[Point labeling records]
——

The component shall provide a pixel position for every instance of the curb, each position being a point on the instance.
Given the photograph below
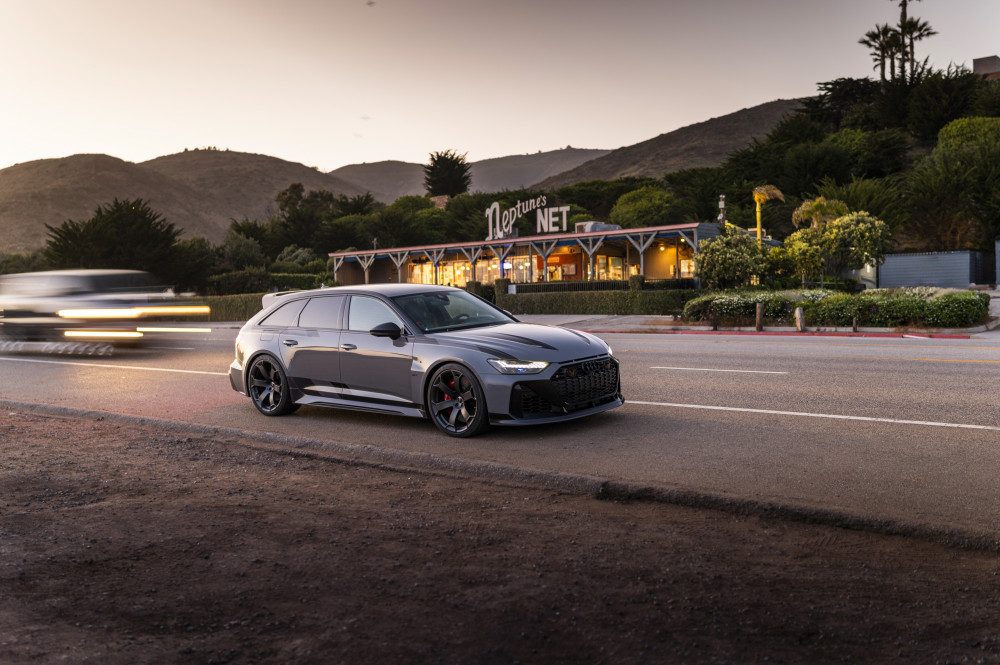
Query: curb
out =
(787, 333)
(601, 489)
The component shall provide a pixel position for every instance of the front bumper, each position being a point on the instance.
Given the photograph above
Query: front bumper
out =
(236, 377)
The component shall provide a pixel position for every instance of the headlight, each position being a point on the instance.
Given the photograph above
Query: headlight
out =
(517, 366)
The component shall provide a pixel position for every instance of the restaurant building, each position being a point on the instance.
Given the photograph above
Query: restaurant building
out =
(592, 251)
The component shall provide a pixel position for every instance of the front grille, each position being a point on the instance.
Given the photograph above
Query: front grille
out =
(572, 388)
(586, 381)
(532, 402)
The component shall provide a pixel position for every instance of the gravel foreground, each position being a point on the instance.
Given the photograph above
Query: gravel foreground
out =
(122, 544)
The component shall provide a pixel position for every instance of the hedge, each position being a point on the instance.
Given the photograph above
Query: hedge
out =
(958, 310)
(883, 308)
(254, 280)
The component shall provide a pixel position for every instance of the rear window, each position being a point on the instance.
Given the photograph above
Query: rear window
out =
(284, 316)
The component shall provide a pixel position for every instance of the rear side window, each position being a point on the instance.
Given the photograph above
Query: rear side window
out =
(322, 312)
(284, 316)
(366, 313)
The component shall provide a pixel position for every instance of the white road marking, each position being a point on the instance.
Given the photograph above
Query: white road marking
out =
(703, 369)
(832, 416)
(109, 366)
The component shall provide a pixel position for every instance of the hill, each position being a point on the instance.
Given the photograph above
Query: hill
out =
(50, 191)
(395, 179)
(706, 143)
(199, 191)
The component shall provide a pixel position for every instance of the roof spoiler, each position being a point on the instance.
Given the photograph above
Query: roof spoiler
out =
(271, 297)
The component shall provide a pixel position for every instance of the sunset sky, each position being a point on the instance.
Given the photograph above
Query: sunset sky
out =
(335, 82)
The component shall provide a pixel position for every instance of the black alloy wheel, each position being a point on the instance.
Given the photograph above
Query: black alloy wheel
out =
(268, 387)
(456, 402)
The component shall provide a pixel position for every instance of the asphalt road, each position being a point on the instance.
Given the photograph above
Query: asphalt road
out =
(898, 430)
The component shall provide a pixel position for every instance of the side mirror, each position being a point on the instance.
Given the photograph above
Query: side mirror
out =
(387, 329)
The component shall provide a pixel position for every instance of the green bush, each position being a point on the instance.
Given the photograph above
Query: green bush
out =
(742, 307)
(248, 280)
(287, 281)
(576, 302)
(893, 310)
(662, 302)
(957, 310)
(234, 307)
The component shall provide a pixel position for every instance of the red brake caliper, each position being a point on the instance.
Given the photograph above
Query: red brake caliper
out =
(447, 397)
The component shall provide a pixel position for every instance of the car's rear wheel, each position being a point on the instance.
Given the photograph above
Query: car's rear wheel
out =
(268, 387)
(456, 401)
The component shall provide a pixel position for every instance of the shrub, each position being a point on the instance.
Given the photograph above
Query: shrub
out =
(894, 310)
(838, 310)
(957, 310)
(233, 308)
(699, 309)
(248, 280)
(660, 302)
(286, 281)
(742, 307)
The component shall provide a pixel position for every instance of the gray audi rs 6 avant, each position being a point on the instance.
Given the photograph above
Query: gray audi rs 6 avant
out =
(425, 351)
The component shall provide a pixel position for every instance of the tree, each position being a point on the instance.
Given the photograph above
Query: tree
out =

——

_What needs to be done_
Put the lines of the records above into a numbered list, starting with the line that contains "the tree, each" and continuing through the last line of the records, and leave out any blank lines.

_Solution_
1. The component shall provide a pixel position for every instance of the tree, each position being a point on the instance.
2. Given the photograph above
3. Query: tree
4. out =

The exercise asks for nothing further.